**TASK OBJECTIVE**
Please edit the rows below, changing every "place a marker on" to "put a dot on" and leaving the rest of each row unchanged.

::: PROVIDED RECORDS :::

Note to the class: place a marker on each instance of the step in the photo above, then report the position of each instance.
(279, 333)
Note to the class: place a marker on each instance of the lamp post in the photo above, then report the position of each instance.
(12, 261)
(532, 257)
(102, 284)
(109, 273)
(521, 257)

:::

**WRITTEN RESPONSE**
Note to the class: put a dot on each instance of the step in the photo above, then report the position of each instance.
(279, 333)
Note to the class: put a dot on each instance of the lamp post in the photo above, then report the position of each instance.
(12, 261)
(532, 257)
(102, 284)
(109, 273)
(521, 257)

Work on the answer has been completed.